Add a brief missive on ChatGPT

This was inspired by some discussion of using ChatGPT for Serious Coding
Business(tm)
This commit is contained in:
R Tyler Croy 2023-01-09 15:05:28 -08:00
parent 020301d399
commit 4cd2cc707a
No known key found for this signature in database
GPG Key ID: E5C92681BEF6CEA2
1 changed files with 57 additions and 0 deletions

View File

@ -0,0 +1,57 @@
---
layout: post
title: "ChatGPT and your intellectual property"
tags:
- software
- ml
- opinion
---
There is an excessive number [ChatGPT](https://en.wikipedia.org/wiki/ChatGPT)
screenshots littering social media right now, and not nearly enough critical
thinking about feeding data into this novel new chatbot. An anecdotal survey of
my timeline includes people asking ChatGPT to solve math equations, write
emails for them, create short story prompts, identify bugs in code, or even
generate code for them. Behold, the power of AI!
ChatGPT is created by [OpenAI](https://openai.com/blog/chatgpt/), which despite
the name is *not* any form of "open" organization, but rather a startup which
has been [considering funding at a pretty monstrous
valuation](https://siliconangle.com/2023/01/05/openai-startup-behind-chatgpt-discusses-tender-offer-value-29b).
In essence, ChatGPT is an AI tool trained on a large corpus of public and
proprietary information, packaged up as a kooky chatbot.
Fine. Setting aside my own annoyance with ML developers co-opting data from
"the commons", fine.
The zeal with which most people are dumping information into ChatGPT really
concerns me however. I have seen a number of people feeding their own source
code into ChatGPT to ask it to find bugs or security holes. It would be
foolish to assume that the inputs into ChatGPT are not _also used to train
ChatGPT_, or at least the next generations of the model.

> Dataset entries
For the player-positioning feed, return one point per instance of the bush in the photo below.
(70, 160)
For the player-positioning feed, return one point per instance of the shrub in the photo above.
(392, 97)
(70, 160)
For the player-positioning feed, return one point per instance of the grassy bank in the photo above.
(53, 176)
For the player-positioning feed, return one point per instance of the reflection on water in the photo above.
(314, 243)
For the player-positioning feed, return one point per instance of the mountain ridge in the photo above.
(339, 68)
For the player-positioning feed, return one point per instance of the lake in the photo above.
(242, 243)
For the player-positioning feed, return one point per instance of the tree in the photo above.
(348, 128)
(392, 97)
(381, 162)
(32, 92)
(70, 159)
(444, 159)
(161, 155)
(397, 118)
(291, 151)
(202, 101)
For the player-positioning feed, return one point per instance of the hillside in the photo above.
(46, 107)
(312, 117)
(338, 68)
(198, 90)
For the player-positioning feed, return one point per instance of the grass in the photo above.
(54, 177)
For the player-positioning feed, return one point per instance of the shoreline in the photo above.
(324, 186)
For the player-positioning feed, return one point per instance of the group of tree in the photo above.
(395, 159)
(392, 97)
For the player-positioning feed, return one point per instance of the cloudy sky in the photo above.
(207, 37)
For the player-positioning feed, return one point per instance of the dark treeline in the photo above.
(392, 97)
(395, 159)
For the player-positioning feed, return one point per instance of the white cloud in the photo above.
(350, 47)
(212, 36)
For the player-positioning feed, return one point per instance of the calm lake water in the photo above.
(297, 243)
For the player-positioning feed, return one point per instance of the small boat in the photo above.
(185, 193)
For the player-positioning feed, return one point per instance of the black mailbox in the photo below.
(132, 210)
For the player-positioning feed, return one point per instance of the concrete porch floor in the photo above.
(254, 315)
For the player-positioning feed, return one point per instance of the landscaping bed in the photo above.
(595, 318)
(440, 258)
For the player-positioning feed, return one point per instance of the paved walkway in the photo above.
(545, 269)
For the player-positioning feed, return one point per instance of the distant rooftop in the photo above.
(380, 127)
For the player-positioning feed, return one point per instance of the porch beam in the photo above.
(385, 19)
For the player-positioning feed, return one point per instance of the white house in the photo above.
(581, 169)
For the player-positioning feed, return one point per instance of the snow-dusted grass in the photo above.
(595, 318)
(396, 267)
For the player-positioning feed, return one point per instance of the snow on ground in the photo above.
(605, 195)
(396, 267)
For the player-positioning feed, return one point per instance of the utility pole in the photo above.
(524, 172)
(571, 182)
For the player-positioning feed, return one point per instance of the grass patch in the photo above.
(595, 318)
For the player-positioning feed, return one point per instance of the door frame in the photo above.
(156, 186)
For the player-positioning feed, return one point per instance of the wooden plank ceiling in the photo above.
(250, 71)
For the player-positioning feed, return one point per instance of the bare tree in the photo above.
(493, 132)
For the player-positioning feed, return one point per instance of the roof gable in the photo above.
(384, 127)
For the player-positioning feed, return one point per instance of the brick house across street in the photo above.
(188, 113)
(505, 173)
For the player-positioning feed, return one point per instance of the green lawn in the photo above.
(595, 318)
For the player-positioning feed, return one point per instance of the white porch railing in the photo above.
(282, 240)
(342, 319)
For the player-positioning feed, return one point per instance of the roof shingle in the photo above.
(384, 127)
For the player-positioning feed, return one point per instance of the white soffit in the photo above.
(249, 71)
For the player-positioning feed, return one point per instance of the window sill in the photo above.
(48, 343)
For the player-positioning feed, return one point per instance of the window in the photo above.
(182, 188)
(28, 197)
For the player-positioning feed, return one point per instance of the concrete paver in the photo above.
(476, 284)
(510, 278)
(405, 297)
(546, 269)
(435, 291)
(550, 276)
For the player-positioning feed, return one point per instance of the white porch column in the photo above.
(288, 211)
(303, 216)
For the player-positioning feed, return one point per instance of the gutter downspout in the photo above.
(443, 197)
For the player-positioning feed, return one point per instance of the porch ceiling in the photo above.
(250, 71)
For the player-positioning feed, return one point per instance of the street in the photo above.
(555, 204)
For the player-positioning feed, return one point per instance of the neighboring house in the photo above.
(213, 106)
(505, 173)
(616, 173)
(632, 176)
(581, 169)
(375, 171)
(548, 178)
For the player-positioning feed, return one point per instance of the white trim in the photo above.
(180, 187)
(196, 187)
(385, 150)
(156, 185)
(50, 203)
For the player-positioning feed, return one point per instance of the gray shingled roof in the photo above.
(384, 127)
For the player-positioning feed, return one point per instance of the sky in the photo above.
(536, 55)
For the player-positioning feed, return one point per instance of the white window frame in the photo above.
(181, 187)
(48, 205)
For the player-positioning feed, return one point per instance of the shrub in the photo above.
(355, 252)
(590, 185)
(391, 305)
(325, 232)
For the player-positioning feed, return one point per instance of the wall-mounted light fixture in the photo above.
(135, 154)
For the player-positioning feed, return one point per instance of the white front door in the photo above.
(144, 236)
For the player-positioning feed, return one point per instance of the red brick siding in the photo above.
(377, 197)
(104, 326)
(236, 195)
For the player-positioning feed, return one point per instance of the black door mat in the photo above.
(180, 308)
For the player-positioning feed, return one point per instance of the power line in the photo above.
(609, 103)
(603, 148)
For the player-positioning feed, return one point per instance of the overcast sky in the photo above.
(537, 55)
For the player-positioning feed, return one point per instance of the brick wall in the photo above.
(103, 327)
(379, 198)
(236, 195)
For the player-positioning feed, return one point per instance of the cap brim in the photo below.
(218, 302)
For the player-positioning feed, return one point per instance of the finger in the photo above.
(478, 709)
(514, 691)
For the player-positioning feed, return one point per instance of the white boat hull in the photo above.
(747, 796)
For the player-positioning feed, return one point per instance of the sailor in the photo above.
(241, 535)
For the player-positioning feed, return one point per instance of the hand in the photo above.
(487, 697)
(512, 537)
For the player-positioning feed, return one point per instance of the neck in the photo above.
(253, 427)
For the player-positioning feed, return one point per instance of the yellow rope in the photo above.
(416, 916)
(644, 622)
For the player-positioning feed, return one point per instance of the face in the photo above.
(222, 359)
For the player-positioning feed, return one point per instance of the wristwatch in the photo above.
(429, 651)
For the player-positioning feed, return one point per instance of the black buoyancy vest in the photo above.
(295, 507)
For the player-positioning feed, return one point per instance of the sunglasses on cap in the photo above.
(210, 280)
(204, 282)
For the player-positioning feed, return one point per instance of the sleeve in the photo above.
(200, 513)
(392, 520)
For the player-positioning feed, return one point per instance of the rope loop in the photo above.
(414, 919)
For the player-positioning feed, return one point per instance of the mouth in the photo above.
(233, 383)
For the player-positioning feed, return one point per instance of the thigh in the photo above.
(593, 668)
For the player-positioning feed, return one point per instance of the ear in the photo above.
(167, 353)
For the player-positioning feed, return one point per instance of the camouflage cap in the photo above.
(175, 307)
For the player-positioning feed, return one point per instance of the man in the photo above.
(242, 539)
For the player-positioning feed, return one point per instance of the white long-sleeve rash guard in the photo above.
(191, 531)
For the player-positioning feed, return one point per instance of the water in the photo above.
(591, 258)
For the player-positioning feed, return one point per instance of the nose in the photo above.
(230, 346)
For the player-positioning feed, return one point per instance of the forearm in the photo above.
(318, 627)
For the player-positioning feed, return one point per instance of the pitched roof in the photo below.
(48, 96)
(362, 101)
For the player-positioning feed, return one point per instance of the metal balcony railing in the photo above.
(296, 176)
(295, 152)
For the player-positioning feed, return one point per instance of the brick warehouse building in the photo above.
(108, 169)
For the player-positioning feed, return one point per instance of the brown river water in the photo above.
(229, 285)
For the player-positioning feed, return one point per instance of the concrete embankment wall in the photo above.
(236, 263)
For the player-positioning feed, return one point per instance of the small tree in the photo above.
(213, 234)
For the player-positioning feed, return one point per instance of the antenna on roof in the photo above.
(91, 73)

> INSTRUCTIONS
1. Answer these questions about the post on ChatGPT and intellectual property:
(a) What title does the post give itself in its header?
(b) Which organization creates ChatGPT?
(c) What have people been feeding into ChatGPT so it can find bugs or security holes?
2. Write out the post on ChatGPT and intellectual property between "ChatGPT is created" and "a kooky chatbot.", inclusive, and switch "kooky" to "quirky".
The data above has no role here.

> EXERCISE SOLUTIONS
1.
(a) "ChatGPT and your intellectual property"
(b) OpenAI
(c) Their own source code

2.
ChatGPT is created by [OpenAI](https://openai.com/blog/chatgpt/), which despite
the name is *not* any form of "open" organization, but rather a startup which
has been [considering funding at a pretty monstrous
valuation](https://siliconangle.com/2023/01/05/openai-startup-behind-chatgpt-discusses-tender-offer-value-29b).
In essence, ChatGPT is an AI tool trained on a large corpus of public and
proprietary information, packaged up as a quirky chatbot.